• **Vorliegender Text**:
Der reformerische Optimismus, der den Bau neuer psychiatrischer Einrichtungen befördert hatte, war zur Zeit der Jahrhundertwende weitgehend verflogen. Die 1907 außerhalb Wiens errichtete Niederösterreichische Landes-Heil- und Pflegeanstalt für Nerven- und Geisteskranke Am Steinhof (heute: Otto-Wagner-Spital) war ein gezielter Versuch, der zunehmenden gesellschaftlichen Marginalisierung nicht nur der chronisch überfüllten Anstalten, sondern der Psychiatrie als solcher entgegenzuwirken.

Die Bezeichnung „Irrenanstalt” wurde aufgehoben und das Behandlungsspektrum von psychischen Erkrankungen im engeren Sinne auf die weitverbreiteten Nervenleiden, mit denen sich die breite Öffentlichkeit leichter identifizieren konnte, erweitert. In architektonischer Hinsicht sollte jede Assoziation mit Strafanstalten gezielt vermieden werden. Zwar wurde die Trennung nach Geschlechtern ebenso wie die Abstufung nach Krankheitsgrad beibehalten; die verschiedenen Abteilungen wurden aber statt in einer kompakten Monumentalstruktur auf zahlreiche villenartige Einzelbauten verteilt, die über einen weitläufigen Landschaftsgarten miteinander verbunden waren.

Die wesentlichen Parameter der Anlage waren von den Fachleuten festgelegt worden, bevor die Frage nach der baulichen Gestaltung ernsthaft zur Debatte stand. Umso erstaunlicher mutet es an, dass sich mit Otto Wagner einer der führenden Architekten des Landes auf eigene Veranlassung in den laufenden Planungsprozess einschaltete. Als Professor an der Akademie der Bildenden Künste hatte Wagner maßgeblichen Einfluss auf die Wiener Secession, eine avantgardistische Künstlervereinigung, die sich gegen den omnipräsenten, als elitär empfundenen Historismus wandte und eine ästhetische Durchdringung sämtlicher Aspekte modernen Lebens anstrebte. Die Vorstellungen kreisten um die Vision einer Idealstadt, in der sich die von Grund auf revidierte moderne Gesellschaft im Sinne eines Gesamtkunstwerks manifestieren würde. Es besteht kein Zweifel daran, dass Wagner in dem für mehrere Tausend Menschen angelegten Spitalkomplex auf der Baumgartner Höhe eine Möglichkeit erkannte, diese Utopie einer idealen Gemeinschaft in großem Maßstab zu verwirklichen.

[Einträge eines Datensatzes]
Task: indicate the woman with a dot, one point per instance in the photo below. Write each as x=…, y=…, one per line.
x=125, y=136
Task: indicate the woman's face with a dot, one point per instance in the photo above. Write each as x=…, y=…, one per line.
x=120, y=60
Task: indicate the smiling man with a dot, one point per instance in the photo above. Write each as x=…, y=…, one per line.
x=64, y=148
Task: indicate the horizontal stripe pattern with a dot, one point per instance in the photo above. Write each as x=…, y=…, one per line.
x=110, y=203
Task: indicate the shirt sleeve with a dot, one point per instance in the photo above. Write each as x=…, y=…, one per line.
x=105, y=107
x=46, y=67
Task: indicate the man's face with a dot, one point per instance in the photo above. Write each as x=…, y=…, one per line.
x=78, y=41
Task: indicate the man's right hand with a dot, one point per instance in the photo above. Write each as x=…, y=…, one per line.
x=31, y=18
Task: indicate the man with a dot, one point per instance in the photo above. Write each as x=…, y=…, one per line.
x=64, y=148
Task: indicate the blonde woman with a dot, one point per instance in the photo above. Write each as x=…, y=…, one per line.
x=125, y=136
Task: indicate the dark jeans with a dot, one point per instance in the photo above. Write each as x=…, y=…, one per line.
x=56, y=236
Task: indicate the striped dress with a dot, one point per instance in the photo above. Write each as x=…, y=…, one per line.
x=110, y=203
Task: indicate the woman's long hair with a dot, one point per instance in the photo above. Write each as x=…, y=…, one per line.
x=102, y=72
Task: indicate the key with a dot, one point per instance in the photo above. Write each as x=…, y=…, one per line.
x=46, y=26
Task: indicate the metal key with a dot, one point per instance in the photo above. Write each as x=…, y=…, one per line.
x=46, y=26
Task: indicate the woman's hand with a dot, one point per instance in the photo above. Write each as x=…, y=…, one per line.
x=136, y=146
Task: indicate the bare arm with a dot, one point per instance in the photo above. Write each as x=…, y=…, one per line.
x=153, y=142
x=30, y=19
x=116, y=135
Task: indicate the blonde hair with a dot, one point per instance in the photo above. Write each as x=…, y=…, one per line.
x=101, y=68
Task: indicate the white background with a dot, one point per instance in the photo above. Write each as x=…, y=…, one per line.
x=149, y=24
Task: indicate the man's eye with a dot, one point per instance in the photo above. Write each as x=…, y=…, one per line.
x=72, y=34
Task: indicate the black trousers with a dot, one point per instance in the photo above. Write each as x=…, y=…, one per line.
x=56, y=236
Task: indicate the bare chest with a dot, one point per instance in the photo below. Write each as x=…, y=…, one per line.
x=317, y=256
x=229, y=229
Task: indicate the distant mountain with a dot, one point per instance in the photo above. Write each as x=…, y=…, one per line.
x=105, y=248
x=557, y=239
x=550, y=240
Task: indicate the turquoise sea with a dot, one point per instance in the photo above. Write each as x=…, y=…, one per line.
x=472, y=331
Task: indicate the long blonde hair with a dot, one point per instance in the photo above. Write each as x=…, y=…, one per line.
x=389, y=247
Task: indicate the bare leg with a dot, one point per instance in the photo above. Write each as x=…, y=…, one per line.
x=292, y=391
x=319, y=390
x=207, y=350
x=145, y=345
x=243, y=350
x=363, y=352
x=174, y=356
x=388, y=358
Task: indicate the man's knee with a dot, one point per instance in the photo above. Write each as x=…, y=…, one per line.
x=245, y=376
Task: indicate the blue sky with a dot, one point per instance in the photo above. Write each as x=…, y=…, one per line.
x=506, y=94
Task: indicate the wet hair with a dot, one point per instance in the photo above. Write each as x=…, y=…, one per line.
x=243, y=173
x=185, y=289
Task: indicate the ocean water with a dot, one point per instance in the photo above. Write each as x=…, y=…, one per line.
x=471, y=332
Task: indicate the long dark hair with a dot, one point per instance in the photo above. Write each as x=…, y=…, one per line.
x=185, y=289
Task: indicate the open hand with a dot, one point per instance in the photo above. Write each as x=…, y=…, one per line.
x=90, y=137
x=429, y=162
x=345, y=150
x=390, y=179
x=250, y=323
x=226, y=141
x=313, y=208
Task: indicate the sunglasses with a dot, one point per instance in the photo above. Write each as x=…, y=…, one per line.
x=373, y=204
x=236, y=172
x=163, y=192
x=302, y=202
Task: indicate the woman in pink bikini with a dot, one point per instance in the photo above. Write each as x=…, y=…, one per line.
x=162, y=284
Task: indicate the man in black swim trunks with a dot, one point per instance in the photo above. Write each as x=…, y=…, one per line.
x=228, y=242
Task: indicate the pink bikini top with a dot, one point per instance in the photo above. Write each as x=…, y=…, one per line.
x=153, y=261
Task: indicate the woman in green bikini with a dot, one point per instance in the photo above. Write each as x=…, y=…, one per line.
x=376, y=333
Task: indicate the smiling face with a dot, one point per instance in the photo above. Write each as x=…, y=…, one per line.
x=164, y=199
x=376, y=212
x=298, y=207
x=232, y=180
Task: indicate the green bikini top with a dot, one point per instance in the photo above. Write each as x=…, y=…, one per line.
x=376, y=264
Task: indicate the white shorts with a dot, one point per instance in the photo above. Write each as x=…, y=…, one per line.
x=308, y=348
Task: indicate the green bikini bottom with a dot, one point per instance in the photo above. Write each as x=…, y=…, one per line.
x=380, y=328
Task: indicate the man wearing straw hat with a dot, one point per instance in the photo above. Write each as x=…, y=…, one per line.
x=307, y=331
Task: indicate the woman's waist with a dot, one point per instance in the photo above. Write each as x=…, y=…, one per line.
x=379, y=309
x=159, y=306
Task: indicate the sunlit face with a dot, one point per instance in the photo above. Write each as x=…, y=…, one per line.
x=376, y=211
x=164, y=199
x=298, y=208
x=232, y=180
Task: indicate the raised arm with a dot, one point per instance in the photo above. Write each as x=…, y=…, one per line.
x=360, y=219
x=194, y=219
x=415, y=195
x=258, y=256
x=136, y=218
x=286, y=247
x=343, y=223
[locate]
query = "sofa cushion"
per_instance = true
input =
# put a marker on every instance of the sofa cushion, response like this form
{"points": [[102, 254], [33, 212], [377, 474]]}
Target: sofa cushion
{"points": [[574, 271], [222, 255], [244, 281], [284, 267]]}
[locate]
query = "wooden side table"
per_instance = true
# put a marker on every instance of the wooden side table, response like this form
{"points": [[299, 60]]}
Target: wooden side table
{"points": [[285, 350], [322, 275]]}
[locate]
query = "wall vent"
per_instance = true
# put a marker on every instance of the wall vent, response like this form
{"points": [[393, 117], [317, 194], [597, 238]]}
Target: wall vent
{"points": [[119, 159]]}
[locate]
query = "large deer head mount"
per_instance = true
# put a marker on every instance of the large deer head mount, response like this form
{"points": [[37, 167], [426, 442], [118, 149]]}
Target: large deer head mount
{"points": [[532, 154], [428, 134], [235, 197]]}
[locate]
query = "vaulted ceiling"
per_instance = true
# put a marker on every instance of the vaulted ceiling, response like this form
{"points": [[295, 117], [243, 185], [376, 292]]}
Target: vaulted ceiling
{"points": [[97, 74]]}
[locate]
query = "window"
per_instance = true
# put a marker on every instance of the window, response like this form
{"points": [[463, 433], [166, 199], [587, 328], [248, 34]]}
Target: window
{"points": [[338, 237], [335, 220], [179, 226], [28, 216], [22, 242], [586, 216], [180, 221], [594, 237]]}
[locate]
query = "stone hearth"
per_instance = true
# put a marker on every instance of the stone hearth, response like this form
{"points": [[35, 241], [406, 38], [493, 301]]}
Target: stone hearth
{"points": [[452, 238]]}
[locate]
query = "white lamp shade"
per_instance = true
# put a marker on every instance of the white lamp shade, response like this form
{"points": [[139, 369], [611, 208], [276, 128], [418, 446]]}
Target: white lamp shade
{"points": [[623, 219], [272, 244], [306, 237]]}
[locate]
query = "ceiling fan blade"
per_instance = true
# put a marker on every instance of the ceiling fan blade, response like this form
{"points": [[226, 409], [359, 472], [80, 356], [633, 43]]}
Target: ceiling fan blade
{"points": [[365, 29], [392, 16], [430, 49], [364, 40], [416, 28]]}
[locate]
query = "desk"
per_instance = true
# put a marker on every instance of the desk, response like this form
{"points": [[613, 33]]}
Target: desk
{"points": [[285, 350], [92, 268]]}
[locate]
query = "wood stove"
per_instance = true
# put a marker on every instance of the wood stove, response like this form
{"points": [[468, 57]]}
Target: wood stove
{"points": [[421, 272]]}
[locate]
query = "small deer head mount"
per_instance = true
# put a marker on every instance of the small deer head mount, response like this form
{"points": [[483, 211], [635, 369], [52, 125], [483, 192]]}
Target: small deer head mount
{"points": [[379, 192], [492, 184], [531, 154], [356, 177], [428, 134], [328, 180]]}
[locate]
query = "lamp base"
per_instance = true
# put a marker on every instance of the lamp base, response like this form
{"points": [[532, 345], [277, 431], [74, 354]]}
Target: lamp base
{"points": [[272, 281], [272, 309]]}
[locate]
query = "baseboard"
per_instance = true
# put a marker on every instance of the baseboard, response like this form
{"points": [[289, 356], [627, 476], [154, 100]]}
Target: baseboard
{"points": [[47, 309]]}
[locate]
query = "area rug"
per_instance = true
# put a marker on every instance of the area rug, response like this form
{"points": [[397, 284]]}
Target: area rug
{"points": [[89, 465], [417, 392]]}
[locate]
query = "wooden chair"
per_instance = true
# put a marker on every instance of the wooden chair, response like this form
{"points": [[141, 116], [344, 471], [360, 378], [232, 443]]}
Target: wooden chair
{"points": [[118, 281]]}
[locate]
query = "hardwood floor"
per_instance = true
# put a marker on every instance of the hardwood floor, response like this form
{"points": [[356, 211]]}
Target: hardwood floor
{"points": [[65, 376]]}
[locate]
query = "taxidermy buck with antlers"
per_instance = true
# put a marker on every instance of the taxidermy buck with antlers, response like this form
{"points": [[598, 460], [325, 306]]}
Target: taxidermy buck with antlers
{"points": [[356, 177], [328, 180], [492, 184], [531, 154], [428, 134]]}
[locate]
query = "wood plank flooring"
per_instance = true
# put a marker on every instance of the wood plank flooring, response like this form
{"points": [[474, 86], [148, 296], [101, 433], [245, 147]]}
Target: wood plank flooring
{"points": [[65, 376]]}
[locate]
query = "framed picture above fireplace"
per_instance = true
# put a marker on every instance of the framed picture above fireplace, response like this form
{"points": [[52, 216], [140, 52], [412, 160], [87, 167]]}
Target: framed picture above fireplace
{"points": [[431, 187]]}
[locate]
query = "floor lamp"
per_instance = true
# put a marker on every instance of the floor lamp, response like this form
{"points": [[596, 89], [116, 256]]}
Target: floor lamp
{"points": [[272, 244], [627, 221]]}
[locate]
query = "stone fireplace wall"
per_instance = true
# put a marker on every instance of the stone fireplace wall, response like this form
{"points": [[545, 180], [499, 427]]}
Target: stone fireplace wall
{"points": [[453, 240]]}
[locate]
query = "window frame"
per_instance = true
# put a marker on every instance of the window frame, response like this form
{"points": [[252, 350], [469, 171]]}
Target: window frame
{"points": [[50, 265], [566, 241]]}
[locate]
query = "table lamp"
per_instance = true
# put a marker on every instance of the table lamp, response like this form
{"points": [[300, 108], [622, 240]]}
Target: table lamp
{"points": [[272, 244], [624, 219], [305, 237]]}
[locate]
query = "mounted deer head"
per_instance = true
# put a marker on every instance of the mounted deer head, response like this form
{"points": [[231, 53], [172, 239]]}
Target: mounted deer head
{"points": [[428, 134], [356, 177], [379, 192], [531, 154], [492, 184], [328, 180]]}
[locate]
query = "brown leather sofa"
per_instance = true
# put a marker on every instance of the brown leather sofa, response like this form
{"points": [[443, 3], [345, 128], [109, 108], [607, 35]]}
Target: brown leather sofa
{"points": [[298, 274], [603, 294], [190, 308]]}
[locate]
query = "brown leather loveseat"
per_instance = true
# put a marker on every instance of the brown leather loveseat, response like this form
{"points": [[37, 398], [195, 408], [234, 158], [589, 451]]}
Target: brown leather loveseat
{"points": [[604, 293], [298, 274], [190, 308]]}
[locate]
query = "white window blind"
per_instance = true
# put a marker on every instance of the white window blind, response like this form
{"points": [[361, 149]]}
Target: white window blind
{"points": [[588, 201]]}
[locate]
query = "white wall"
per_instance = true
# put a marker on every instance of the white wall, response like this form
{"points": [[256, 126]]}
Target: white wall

• **Zu bearbeitende Aufgaben**:
1) Beantworten Sie anhand des Textes über die Anstalt Am Steinhof die folgenden Fragen:
(a) In welchem Jahr wurde die Anstalt Am Steinhof errichtet?
(b) Welche Bezeichnung wurde laut Text aufgehoben?
(c) An welcher Einrichtung war Otto Wagner Professor?
2) Kopieren Sie aus dem Text über die Anstalt Am Steinhof wortgetreu den Abschnitt zwischen „Der reformerische Optimismus, der“ und „als solcher entgegenzuwirken.“, beide einschließlich.

• **Ergebnisse je Aufgabe**:
1)
(a) Die Anstalt wurde 1907 errichtet.
(b) Die Bezeichnung „Irrenanstalt“ wurde aufgehoben.
(c) Otto Wagner war Professor an der Akademie der Bildenden Künste.

2)
Der reformerische Optimismus, der den Bau neuer psychiatrischer Einrichtungen befördert hatte, war zur Zeit der Jahrhundertwende weitgehend verflogen. Die 1907 außerhalb Wiens errichtete Niederösterreichische Landes-Heil- und Pflegeanstalt für Nerven- und Geisteskranke Am Steinhof (heute: Otto-Wagner-Spital) war ein gezielter Versuch, der zunehmenden gesellschaftlichen Marginalisierung nicht nur der chronisch überfüllten Anstalten, sondern der Psychiatrie als solcher entgegenzuwirken.